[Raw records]
--- START ---

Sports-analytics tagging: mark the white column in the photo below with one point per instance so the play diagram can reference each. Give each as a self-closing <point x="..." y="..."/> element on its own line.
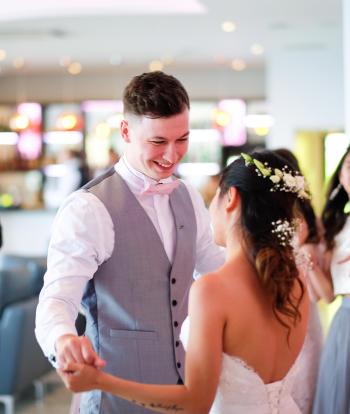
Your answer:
<point x="346" y="48"/>
<point x="305" y="89"/>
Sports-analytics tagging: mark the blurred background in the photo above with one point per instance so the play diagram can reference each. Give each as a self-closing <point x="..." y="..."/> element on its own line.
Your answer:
<point x="267" y="73"/>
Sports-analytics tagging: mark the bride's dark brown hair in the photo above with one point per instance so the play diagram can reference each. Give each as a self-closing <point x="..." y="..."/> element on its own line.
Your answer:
<point x="260" y="207"/>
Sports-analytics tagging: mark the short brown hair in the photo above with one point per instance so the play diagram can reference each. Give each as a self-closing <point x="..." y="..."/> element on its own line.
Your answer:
<point x="155" y="95"/>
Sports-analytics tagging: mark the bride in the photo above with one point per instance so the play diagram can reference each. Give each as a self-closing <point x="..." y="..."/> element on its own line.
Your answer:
<point x="247" y="321"/>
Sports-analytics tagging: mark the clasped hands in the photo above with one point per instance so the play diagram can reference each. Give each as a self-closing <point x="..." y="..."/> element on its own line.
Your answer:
<point x="79" y="366"/>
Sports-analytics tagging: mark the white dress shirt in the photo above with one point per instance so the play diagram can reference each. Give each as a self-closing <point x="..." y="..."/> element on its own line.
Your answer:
<point x="83" y="238"/>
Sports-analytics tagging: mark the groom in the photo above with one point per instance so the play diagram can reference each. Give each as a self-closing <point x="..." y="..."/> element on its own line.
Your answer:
<point x="126" y="246"/>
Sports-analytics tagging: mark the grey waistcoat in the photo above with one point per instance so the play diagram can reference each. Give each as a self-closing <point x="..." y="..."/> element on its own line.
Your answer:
<point x="137" y="300"/>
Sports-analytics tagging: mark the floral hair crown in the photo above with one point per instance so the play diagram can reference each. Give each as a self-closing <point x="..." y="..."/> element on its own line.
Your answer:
<point x="283" y="180"/>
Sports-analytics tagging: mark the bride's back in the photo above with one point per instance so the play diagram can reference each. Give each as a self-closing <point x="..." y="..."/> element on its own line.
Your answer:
<point x="252" y="331"/>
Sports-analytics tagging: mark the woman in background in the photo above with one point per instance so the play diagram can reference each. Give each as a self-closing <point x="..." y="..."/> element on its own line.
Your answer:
<point x="248" y="320"/>
<point x="319" y="287"/>
<point x="333" y="386"/>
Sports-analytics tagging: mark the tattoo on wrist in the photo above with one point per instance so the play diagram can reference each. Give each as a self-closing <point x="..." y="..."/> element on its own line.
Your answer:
<point x="172" y="407"/>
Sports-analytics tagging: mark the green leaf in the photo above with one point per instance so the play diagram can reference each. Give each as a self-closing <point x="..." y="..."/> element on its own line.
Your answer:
<point x="247" y="158"/>
<point x="266" y="172"/>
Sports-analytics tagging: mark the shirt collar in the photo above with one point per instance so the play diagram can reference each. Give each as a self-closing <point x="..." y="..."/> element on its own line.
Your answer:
<point x="135" y="179"/>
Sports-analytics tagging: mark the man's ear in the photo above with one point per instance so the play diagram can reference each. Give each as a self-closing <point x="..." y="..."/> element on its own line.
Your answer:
<point x="124" y="130"/>
<point x="232" y="199"/>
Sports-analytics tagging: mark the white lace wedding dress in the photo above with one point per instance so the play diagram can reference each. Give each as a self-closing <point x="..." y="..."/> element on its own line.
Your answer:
<point x="241" y="390"/>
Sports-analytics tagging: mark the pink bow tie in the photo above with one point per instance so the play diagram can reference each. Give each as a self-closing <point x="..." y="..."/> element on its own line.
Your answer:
<point x="160" y="188"/>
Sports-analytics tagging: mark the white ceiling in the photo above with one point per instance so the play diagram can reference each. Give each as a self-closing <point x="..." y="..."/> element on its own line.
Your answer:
<point x="182" y="32"/>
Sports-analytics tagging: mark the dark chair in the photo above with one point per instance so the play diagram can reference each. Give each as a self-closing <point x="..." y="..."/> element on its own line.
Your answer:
<point x="21" y="359"/>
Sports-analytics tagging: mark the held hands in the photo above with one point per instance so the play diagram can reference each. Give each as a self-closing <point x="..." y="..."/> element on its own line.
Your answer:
<point x="77" y="349"/>
<point x="79" y="377"/>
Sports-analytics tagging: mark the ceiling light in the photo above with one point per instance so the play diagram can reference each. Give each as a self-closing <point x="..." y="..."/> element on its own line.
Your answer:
<point x="18" y="63"/>
<point x="67" y="121"/>
<point x="238" y="65"/>
<point x="167" y="59"/>
<point x="115" y="60"/>
<point x="74" y="68"/>
<point x="228" y="26"/>
<point x="156" y="65"/>
<point x="257" y="49"/>
<point x="19" y="122"/>
<point x="3" y="54"/>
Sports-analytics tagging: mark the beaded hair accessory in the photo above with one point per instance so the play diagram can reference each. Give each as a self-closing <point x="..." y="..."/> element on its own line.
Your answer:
<point x="282" y="180"/>
<point x="284" y="231"/>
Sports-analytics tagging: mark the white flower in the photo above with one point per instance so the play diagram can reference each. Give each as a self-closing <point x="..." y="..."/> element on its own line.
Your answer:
<point x="303" y="194"/>
<point x="289" y="180"/>
<point x="278" y="172"/>
<point x="275" y="179"/>
<point x="299" y="182"/>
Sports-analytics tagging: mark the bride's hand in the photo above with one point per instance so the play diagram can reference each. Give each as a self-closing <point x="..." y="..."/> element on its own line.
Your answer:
<point x="79" y="377"/>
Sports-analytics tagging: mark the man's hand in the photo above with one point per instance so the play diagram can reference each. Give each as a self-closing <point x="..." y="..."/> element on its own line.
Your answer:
<point x="77" y="349"/>
<point x="79" y="377"/>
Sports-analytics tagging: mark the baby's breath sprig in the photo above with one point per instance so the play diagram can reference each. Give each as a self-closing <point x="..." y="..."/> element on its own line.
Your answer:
<point x="283" y="179"/>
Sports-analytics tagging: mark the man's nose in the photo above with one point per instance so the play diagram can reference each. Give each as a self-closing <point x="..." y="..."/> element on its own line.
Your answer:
<point x="170" y="154"/>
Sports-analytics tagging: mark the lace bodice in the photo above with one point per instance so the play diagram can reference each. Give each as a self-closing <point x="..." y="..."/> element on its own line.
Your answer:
<point x="241" y="389"/>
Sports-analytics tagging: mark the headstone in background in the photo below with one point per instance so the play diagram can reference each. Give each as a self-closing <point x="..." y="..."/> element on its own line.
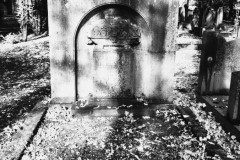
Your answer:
<point x="218" y="60"/>
<point x="233" y="112"/>
<point x="210" y="19"/>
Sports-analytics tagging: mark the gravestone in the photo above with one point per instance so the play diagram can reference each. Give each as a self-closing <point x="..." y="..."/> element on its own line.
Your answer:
<point x="109" y="50"/>
<point x="233" y="112"/>
<point x="219" y="18"/>
<point x="219" y="59"/>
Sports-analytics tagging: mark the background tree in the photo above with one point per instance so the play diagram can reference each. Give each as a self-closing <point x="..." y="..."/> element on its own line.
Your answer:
<point x="32" y="15"/>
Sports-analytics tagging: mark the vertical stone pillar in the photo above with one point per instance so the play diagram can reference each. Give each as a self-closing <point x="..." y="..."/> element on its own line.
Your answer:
<point x="233" y="112"/>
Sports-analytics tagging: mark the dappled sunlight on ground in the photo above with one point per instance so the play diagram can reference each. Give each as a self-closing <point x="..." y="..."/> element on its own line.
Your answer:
<point x="24" y="79"/>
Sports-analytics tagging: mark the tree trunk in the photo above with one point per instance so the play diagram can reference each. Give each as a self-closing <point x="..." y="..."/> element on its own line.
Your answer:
<point x="25" y="32"/>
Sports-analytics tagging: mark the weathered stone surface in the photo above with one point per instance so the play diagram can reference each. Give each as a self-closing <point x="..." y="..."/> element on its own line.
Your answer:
<point x="218" y="60"/>
<point x="112" y="48"/>
<point x="233" y="112"/>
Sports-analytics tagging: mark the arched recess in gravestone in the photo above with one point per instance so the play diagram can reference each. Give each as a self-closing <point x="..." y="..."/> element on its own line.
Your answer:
<point x="110" y="43"/>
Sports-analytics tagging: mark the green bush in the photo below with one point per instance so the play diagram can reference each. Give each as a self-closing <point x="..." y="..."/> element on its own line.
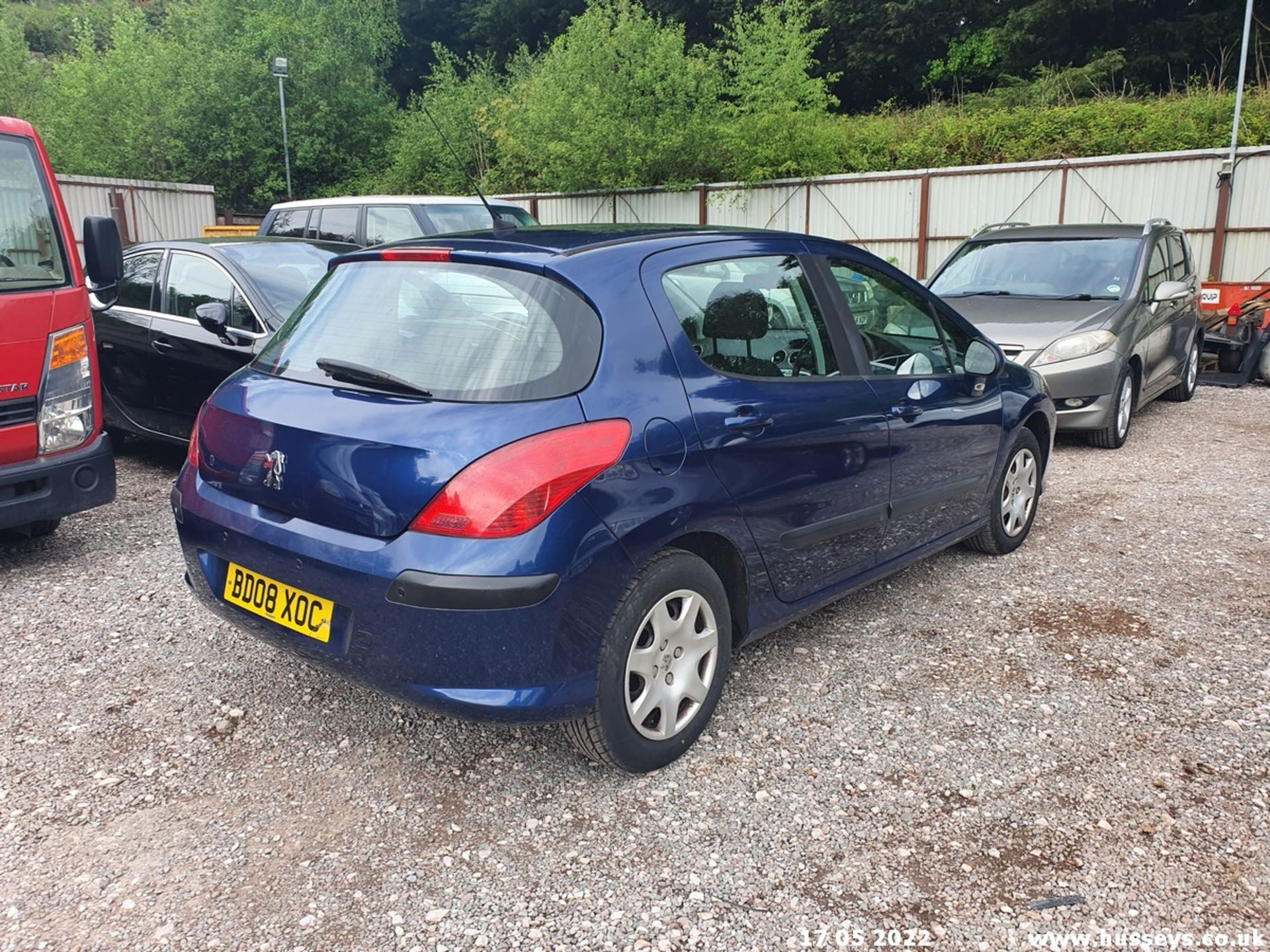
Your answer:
<point x="181" y="91"/>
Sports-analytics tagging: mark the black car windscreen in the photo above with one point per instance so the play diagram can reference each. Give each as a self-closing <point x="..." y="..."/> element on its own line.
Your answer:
<point x="459" y="332"/>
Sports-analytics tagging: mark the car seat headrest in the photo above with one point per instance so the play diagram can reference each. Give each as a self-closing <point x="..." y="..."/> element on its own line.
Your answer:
<point x="736" y="313"/>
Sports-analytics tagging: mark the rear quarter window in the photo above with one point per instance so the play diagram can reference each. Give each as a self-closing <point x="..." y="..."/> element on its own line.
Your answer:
<point x="462" y="332"/>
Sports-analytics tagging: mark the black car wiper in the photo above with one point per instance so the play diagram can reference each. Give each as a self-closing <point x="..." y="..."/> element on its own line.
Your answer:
<point x="349" y="372"/>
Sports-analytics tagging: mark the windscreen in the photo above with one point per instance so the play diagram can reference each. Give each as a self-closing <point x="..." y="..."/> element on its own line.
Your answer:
<point x="1095" y="268"/>
<point x="459" y="332"/>
<point x="284" y="272"/>
<point x="31" y="249"/>
<point x="473" y="218"/>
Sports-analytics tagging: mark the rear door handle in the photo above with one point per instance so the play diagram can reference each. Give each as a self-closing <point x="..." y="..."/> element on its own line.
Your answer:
<point x="747" y="420"/>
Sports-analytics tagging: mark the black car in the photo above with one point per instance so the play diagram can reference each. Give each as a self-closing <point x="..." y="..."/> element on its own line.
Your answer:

--- END ---

#### Short exercise:
Output only the lines from the one holding "Sports-analytics tagging: mark the black car wiper" through the last line above, exactly as they appear.

#### Output of the exercise:
Sports-analytics tagging: mark the black car wiper in the photo above with one point per instance so the play diagram can reference each. Give each as a self-closing <point x="..." y="..."/> element on its own line.
Your answer:
<point x="349" y="372"/>
Sports-analytics tagging: mark the windscreen in the photo above with one point per instance so the play diagram can reference each. Give each as a self-closing <point x="..." y="..."/> element on its own line.
Your answer:
<point x="1095" y="268"/>
<point x="459" y="332"/>
<point x="284" y="272"/>
<point x="31" y="249"/>
<point x="473" y="218"/>
Sports-analytics tagging: mark the rear door handle in the photo above with one point per instance so the play diagram can reference each. Give each as a self-closing <point x="..." y="..."/> element on its own line.
Your answer:
<point x="747" y="420"/>
Sports-analytics tagging: mark the black car in the photo above with one point per instance so the play diagram can reference each. Give each as a self-closing <point x="..." y="..."/> element on its own line.
Your answer:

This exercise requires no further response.